▶ _Written exercise_: From the line containing "the large frosted tree" to the end of the listing, write out every line exactly; leave out everything else.

## BEGIN Entries shown

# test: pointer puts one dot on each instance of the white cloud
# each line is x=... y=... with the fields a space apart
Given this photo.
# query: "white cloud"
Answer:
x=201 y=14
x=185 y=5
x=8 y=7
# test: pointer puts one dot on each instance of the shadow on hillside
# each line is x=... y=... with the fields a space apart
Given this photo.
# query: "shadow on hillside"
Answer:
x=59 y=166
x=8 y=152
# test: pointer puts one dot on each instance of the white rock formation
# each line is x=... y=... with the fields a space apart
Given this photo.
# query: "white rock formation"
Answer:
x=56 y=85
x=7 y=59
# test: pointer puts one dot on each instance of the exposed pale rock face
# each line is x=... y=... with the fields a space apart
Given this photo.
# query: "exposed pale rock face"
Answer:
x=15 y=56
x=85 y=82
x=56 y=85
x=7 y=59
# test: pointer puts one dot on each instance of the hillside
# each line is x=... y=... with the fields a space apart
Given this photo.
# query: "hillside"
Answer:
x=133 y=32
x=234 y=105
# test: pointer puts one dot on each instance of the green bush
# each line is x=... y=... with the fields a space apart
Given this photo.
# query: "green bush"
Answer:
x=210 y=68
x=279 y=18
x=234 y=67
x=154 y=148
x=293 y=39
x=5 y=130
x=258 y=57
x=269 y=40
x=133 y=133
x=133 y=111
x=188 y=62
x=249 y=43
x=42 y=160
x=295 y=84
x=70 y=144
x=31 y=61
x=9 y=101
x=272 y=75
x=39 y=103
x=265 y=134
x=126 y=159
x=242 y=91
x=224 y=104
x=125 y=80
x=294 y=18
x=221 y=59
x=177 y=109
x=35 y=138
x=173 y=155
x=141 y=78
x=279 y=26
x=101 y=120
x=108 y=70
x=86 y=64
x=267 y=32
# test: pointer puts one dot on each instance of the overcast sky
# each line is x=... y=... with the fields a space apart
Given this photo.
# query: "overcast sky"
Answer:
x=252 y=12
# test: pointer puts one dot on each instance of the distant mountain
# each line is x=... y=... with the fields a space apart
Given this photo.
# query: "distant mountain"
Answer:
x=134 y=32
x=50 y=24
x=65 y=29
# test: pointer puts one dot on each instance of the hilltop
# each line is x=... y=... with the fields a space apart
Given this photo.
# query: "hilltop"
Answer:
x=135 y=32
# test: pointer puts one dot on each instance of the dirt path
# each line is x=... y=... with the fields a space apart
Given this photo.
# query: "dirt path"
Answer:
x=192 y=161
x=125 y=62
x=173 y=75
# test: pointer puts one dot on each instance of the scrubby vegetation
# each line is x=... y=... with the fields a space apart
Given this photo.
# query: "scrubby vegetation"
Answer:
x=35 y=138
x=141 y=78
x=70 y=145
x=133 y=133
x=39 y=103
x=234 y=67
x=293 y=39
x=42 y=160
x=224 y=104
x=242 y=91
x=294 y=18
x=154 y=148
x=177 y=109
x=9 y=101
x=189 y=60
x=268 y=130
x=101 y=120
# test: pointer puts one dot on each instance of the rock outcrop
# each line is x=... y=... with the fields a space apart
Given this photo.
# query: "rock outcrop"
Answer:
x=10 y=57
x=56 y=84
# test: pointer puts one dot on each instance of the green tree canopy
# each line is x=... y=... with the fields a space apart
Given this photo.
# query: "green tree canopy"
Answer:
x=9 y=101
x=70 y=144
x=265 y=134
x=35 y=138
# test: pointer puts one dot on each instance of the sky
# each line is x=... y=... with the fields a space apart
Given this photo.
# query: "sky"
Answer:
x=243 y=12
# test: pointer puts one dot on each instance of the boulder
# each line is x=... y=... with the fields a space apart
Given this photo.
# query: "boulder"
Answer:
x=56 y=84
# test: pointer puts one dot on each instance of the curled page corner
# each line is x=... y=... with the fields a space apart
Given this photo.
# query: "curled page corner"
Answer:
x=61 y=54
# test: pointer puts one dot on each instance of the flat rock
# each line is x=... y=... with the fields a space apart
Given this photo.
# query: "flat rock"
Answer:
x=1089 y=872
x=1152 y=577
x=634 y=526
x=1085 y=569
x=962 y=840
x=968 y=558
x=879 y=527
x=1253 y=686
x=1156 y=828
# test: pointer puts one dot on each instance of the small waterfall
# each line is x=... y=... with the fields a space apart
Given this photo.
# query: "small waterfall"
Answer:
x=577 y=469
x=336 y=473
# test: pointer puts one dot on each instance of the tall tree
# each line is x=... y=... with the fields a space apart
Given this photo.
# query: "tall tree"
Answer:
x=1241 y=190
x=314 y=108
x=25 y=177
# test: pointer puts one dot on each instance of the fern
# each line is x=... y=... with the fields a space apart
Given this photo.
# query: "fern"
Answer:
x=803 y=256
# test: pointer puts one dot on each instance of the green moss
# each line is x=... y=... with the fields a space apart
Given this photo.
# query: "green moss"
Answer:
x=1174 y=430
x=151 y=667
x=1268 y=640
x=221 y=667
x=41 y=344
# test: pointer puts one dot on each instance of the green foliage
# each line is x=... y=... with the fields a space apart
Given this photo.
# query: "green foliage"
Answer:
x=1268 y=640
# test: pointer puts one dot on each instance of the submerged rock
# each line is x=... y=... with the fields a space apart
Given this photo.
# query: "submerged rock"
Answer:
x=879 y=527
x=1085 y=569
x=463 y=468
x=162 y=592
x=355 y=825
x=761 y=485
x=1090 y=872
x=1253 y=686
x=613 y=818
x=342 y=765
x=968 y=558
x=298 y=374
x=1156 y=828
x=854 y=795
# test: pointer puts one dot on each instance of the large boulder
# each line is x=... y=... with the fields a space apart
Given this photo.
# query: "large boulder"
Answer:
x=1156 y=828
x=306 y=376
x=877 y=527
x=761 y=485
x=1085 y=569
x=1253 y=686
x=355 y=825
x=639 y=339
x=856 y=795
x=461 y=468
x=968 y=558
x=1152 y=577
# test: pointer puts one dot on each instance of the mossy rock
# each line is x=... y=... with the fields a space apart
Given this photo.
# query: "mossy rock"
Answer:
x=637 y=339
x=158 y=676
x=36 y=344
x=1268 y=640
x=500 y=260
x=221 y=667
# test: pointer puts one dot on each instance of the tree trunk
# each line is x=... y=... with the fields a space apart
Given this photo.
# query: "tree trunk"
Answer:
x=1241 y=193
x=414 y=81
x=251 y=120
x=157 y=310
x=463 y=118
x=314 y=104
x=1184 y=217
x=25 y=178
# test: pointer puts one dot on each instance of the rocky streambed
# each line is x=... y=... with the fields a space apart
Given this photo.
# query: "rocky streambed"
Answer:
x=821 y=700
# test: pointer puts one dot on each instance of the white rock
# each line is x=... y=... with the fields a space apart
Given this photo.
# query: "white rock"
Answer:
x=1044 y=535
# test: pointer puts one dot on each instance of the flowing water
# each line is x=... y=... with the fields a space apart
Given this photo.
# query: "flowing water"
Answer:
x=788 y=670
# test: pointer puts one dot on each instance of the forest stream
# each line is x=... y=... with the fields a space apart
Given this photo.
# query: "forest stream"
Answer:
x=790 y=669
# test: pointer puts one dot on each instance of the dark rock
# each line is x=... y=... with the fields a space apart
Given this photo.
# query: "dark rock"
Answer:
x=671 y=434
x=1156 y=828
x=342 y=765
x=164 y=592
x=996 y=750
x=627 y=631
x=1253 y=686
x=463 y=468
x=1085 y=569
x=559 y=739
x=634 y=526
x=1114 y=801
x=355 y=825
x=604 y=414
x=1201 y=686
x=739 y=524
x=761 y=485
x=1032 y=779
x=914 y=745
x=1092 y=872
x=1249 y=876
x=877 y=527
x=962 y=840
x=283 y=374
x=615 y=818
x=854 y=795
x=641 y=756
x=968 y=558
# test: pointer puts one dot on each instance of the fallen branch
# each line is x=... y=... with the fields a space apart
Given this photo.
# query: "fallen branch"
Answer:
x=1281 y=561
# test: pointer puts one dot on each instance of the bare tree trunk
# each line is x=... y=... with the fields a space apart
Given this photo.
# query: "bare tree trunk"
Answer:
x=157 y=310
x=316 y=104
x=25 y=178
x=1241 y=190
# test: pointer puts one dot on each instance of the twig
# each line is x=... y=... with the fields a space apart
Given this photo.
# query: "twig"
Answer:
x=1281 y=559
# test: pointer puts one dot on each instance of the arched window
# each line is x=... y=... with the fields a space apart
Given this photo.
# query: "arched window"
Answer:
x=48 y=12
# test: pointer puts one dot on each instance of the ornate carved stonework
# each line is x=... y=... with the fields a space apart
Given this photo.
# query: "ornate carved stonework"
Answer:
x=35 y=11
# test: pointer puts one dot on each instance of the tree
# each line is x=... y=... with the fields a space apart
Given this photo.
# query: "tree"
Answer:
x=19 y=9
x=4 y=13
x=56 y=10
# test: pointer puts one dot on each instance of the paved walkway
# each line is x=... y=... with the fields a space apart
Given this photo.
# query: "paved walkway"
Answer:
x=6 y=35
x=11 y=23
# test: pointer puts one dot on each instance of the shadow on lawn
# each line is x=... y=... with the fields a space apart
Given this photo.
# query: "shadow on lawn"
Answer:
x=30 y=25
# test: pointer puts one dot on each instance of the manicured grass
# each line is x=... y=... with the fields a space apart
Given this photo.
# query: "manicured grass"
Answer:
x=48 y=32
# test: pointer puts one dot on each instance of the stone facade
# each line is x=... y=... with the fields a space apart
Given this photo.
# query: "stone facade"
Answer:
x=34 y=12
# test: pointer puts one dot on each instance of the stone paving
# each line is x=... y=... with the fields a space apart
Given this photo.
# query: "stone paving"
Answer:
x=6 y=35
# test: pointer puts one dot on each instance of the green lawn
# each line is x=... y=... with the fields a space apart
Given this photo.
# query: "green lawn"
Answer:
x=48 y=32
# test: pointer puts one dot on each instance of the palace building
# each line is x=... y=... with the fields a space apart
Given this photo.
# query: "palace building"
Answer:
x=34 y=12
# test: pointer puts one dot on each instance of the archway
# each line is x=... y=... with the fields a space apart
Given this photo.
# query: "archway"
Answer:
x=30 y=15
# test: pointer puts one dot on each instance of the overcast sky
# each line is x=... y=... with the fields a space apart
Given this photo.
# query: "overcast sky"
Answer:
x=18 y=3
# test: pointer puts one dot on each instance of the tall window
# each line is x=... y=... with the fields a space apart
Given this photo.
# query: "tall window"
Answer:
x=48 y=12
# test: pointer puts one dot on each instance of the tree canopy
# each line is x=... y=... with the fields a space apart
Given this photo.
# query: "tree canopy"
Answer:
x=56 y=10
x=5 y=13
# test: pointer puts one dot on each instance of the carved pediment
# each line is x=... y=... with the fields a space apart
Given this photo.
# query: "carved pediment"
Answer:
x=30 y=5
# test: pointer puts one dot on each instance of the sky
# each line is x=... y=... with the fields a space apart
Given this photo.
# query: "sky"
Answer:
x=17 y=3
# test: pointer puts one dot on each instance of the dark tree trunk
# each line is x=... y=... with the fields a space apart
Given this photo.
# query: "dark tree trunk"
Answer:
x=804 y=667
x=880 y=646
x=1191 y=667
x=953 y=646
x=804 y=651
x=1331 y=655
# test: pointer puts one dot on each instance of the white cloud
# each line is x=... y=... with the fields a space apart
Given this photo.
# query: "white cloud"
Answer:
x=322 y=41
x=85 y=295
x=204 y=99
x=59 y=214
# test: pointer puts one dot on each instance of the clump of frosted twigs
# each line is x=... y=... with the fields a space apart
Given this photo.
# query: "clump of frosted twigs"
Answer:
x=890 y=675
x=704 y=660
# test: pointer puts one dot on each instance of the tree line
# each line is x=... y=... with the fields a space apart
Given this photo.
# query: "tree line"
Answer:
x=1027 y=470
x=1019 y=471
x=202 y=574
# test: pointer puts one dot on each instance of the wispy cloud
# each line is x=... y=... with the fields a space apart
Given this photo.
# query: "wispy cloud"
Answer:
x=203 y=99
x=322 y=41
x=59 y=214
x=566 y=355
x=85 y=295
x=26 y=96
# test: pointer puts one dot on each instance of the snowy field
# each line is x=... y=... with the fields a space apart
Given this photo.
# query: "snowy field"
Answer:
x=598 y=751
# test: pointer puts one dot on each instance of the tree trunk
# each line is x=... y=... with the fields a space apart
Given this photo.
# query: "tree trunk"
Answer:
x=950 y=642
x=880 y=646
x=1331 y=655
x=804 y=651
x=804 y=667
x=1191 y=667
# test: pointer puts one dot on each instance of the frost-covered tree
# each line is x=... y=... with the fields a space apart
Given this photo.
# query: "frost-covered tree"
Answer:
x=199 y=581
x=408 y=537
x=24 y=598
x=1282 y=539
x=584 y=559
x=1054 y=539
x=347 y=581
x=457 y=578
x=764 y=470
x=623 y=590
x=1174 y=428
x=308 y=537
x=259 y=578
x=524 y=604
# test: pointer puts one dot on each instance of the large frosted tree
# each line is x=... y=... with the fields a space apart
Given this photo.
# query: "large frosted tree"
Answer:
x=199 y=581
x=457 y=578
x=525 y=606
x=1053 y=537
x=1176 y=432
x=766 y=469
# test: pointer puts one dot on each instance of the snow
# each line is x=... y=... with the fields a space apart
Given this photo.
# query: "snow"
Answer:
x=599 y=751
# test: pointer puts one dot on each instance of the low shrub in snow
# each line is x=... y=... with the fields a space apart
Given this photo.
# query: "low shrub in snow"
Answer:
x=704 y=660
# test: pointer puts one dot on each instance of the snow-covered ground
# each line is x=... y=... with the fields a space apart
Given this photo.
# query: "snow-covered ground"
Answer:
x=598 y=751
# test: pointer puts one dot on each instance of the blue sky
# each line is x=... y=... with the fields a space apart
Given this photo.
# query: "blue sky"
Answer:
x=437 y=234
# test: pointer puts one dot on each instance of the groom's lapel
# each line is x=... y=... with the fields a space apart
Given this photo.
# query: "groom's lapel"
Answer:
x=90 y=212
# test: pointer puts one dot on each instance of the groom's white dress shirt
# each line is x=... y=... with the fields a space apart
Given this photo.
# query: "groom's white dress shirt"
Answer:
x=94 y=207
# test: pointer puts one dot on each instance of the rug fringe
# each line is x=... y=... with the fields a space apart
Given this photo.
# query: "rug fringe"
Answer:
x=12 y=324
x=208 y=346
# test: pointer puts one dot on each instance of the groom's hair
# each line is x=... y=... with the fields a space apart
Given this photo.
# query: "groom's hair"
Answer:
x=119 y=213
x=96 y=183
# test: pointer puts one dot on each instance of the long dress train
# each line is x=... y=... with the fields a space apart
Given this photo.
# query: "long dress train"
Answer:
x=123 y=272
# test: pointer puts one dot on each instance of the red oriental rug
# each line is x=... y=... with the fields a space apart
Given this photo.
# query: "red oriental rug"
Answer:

## END Entries shown

▶ _Result of the task_:
# test: pointer puts one dot on each instance of the large frosted tree
# each line is x=... y=... with the fields a space apart
Given this photo.
# query: "large frosted tree"
Answer:
x=199 y=581
x=457 y=578
x=525 y=606
x=1053 y=537
x=1176 y=432
x=766 y=469
# test: pointer puts one dot on each instance of the snow
# each line is x=... y=... with the fields a space apart
Given this photo.
# query: "snow"
Answer:
x=599 y=751
# test: pointer puts one dot on each instance of the low shrub in snow
# each line is x=... y=... with the fields a space apart
Given this photo.
# query: "low shrub in snow"
Answer:
x=704 y=660
# test: pointer puts one dot on each instance of the snow-covered ground
# each line is x=... y=... with the fields a space apart
Given this photo.
# query: "snow-covered ground"
Answer:
x=598 y=751
# test: pointer puts one dot on each instance of the blue sky
# each line is x=... y=... with the fields a space apart
Given this photo.
# query: "blue sky"
Answer:
x=437 y=234
# test: pointer puts one dot on each instance of the groom's lapel
# each line is x=... y=... with the fields a space apart
Given this photo.
# query: "groom's lapel"
Answer:
x=90 y=212
# test: pointer puts one dot on each instance of the groom's white dress shirt
# each line is x=... y=... with the fields a space apart
Given this photo.
# query: "groom's white dress shirt"
Answer:
x=94 y=207
# test: pointer puts one dot on each instance of the rug fringe
# each line is x=... y=... with the fields a space apart
Given this photo.
# query: "rug fringe"
Answer:
x=12 y=324
x=208 y=346
# test: pointer puts one dot on each instance of the groom's hair
# each line is x=... y=... with the fields a space apart
Given this photo.
# query: "groom's hair"
Answer:
x=119 y=213
x=96 y=183
# test: pointer puts one dot on each instance of the long dress train
# each line is x=... y=... with the fields a space apart
Given this photo.
# query: "long dress train"
Answer:
x=123 y=272
# test: pointer puts one dot on each instance of the red oriental rug
# each line is x=... y=... with the fields a space apart
Given this photo.
# query: "red oriental rug"
Answer:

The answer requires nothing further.